_EXERCISE DESCRIPTION_
Repeat every record exactly, but keep images out of the copy.
**** INPUT FOR THIS TASK
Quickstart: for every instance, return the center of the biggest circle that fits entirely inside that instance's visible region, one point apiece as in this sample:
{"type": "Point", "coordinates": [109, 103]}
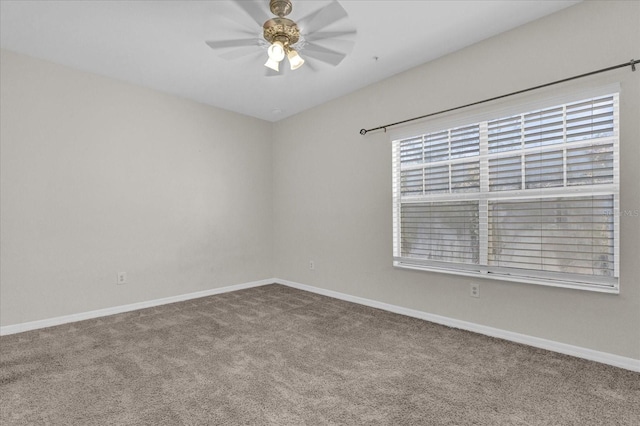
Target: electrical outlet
{"type": "Point", "coordinates": [475, 290]}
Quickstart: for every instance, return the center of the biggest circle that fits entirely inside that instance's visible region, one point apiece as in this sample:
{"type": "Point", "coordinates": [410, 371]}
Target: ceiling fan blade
{"type": "Point", "coordinates": [223, 44]}
{"type": "Point", "coordinates": [322, 35]}
{"type": "Point", "coordinates": [322, 17]}
{"type": "Point", "coordinates": [323, 54]}
{"type": "Point", "coordinates": [256, 9]}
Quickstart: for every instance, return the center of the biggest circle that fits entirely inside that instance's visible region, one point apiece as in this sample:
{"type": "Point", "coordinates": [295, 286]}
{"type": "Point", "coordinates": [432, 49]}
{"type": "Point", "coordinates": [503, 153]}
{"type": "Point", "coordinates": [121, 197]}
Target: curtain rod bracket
{"type": "Point", "coordinates": [631, 63]}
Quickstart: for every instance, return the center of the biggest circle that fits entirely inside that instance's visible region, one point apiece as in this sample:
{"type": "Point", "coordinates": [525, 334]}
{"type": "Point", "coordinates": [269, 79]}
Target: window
{"type": "Point", "coordinates": [525, 197]}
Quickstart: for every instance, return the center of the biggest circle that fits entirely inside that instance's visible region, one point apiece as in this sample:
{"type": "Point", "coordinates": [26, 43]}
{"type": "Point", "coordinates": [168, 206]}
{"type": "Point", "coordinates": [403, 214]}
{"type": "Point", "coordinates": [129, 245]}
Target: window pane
{"type": "Point", "coordinates": [440, 231]}
{"type": "Point", "coordinates": [571, 235]}
{"type": "Point", "coordinates": [590, 119]}
{"type": "Point", "coordinates": [544, 127]}
{"type": "Point", "coordinates": [544, 170]}
{"type": "Point", "coordinates": [505, 173]}
{"type": "Point", "coordinates": [411, 182]}
{"type": "Point", "coordinates": [590, 165]}
{"type": "Point", "coordinates": [505, 134]}
{"type": "Point", "coordinates": [465, 177]}
{"type": "Point", "coordinates": [465, 141]}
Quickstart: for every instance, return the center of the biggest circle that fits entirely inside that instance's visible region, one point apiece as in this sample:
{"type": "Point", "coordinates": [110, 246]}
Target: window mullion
{"type": "Point", "coordinates": [484, 189]}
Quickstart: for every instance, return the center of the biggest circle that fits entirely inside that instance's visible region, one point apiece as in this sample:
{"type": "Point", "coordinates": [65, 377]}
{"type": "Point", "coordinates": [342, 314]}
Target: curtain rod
{"type": "Point", "coordinates": [632, 63]}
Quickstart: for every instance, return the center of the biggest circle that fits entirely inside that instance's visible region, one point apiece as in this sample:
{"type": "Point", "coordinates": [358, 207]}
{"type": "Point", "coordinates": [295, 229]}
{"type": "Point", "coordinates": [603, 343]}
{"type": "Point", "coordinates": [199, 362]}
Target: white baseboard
{"type": "Point", "coordinates": [563, 348]}
{"type": "Point", "coordinates": [34, 325]}
{"type": "Point", "coordinates": [577, 351]}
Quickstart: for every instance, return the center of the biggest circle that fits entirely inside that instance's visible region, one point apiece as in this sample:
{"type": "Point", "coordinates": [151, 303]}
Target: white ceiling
{"type": "Point", "coordinates": [161, 44]}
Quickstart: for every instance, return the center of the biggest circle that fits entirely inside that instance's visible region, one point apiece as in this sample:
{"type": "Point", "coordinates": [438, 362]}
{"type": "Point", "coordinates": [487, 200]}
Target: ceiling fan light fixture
{"type": "Point", "coordinates": [276, 51]}
{"type": "Point", "coordinates": [295, 61]}
{"type": "Point", "coordinates": [274, 65]}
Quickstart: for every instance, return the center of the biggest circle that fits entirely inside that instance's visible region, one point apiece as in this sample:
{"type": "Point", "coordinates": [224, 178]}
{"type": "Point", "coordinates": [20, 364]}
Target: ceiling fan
{"type": "Point", "coordinates": [283, 37]}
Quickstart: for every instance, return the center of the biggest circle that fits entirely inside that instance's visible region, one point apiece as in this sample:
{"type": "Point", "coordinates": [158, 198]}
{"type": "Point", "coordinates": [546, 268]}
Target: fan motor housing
{"type": "Point", "coordinates": [277, 29]}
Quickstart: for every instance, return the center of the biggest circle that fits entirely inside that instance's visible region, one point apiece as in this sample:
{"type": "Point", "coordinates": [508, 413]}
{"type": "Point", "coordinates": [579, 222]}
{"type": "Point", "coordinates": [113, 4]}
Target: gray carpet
{"type": "Point", "coordinates": [274, 355]}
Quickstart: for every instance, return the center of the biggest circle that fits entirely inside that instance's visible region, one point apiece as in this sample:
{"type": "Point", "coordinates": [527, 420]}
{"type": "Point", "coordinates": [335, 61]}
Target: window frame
{"type": "Point", "coordinates": [483, 115]}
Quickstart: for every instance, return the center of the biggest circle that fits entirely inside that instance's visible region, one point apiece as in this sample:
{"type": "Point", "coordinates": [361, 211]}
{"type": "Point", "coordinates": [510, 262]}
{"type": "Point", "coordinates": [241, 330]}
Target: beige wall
{"type": "Point", "coordinates": [332, 186]}
{"type": "Point", "coordinates": [99, 177]}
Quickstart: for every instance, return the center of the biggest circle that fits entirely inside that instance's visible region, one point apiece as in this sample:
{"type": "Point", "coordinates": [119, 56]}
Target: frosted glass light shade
{"type": "Point", "coordinates": [294, 59]}
{"type": "Point", "coordinates": [276, 51]}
********
_EXERCISE OUTPUT_
Quickstart: for every instance, return the center of the biggest circle that fits entirely inside that instance's visible region, one point apiece as in this sample:
{"type": "Point", "coordinates": [109, 103]}
Target: electrical outlet
{"type": "Point", "coordinates": [475, 290]}
Quickstart: for every instance, return the center of the biggest circle that fits entirely inside that instance's visible region, one point apiece as in this sample:
{"type": "Point", "coordinates": [410, 371]}
Target: ceiling fan blade
{"type": "Point", "coordinates": [223, 44]}
{"type": "Point", "coordinates": [322, 35]}
{"type": "Point", "coordinates": [322, 17]}
{"type": "Point", "coordinates": [323, 54]}
{"type": "Point", "coordinates": [256, 9]}
Quickstart: for every instance, return the center of the biggest circle that fits entirely inside that instance's visible region, one point apiece as in this sample:
{"type": "Point", "coordinates": [295, 286]}
{"type": "Point", "coordinates": [432, 49]}
{"type": "Point", "coordinates": [503, 153]}
{"type": "Point", "coordinates": [121, 197]}
Target: curtain rod bracket
{"type": "Point", "coordinates": [631, 63]}
Quickstart: for every instance, return the center of the biggest circle that fits entirely inside that instance's visible region, one point apiece as in this sample:
{"type": "Point", "coordinates": [525, 334]}
{"type": "Point", "coordinates": [269, 79]}
Target: window
{"type": "Point", "coordinates": [525, 197]}
Quickstart: for every instance, return the center of the biggest circle that fits entirely inside that instance's visible region, one point apiece as in this sample:
{"type": "Point", "coordinates": [26, 43]}
{"type": "Point", "coordinates": [168, 206]}
{"type": "Point", "coordinates": [403, 214]}
{"type": "Point", "coordinates": [129, 245]}
Target: window pane
{"type": "Point", "coordinates": [440, 231]}
{"type": "Point", "coordinates": [571, 235]}
{"type": "Point", "coordinates": [590, 119]}
{"type": "Point", "coordinates": [544, 127]}
{"type": "Point", "coordinates": [544, 170]}
{"type": "Point", "coordinates": [505, 173]}
{"type": "Point", "coordinates": [411, 182]}
{"type": "Point", "coordinates": [590, 165]}
{"type": "Point", "coordinates": [505, 134]}
{"type": "Point", "coordinates": [465, 177]}
{"type": "Point", "coordinates": [465, 141]}
Quickstart: for every instance, return the center of the biggest circle that fits entirely inside that instance's visible region, one point apiece as in this sample:
{"type": "Point", "coordinates": [110, 246]}
Target: window mullion
{"type": "Point", "coordinates": [484, 189]}
Quickstart: for every instance, return the center of the biggest circle that fits entirely inside that instance's visible region, one point apiece as in this sample:
{"type": "Point", "coordinates": [65, 377]}
{"type": "Point", "coordinates": [342, 314]}
Target: curtain rod
{"type": "Point", "coordinates": [632, 63]}
Quickstart: for every instance, return the center of the biggest circle that fits entirely inside that instance's visible region, one point apiece as in this sample:
{"type": "Point", "coordinates": [358, 207]}
{"type": "Point", "coordinates": [295, 229]}
{"type": "Point", "coordinates": [603, 343]}
{"type": "Point", "coordinates": [199, 362]}
Target: white baseboard
{"type": "Point", "coordinates": [563, 348]}
{"type": "Point", "coordinates": [34, 325]}
{"type": "Point", "coordinates": [577, 351]}
Quickstart: for every instance, return the center of the biggest circle that fits entirely inside that instance's visible region, one point apiece as in this sample:
{"type": "Point", "coordinates": [151, 303]}
Target: white ceiling
{"type": "Point", "coordinates": [161, 44]}
Quickstart: for every instance, return the center of the biggest circle that fits entirely inside that instance's visible region, one point apiece as in this sample:
{"type": "Point", "coordinates": [438, 362]}
{"type": "Point", "coordinates": [487, 200]}
Target: ceiling fan light fixture
{"type": "Point", "coordinates": [276, 51]}
{"type": "Point", "coordinates": [295, 61]}
{"type": "Point", "coordinates": [274, 65]}
Quickstart: for every instance, return the center of the biggest circle that fits entirely inside that instance's visible region, one point apiece as in this sample:
{"type": "Point", "coordinates": [224, 178]}
{"type": "Point", "coordinates": [20, 364]}
Target: ceiling fan
{"type": "Point", "coordinates": [283, 37]}
Quickstart: for every instance, return the center of the biggest circle that fits entirely inside that instance's visible region, one point apiece as in this sample:
{"type": "Point", "coordinates": [158, 198]}
{"type": "Point", "coordinates": [546, 268]}
Target: fan motor housing
{"type": "Point", "coordinates": [277, 29]}
Quickstart: for every instance, return the center of the biggest circle that fits entirely inside that instance's visible region, one point apiece as in this sample:
{"type": "Point", "coordinates": [508, 413]}
{"type": "Point", "coordinates": [579, 222]}
{"type": "Point", "coordinates": [113, 4]}
Target: gray carpet
{"type": "Point", "coordinates": [274, 355]}
Quickstart: for every instance, return the center of the biggest circle that fits entirely inside that instance's visible region, one point apiece as in this sample:
{"type": "Point", "coordinates": [527, 420]}
{"type": "Point", "coordinates": [335, 61]}
Target: window frame
{"type": "Point", "coordinates": [483, 115]}
Quickstart: for every instance, return the center of the biggest circle that fits entirely inside that instance's visible region, one point apiece as in this sample:
{"type": "Point", "coordinates": [361, 211]}
{"type": "Point", "coordinates": [510, 262]}
{"type": "Point", "coordinates": [241, 330]}
Target: beige wall
{"type": "Point", "coordinates": [332, 186]}
{"type": "Point", "coordinates": [99, 177]}
Quickstart: for every instance, return the center of the biggest circle that fits entirely inside that instance's visible region, one point apiece as in this sample:
{"type": "Point", "coordinates": [119, 56]}
Target: frosted glass light shade
{"type": "Point", "coordinates": [294, 59]}
{"type": "Point", "coordinates": [276, 51]}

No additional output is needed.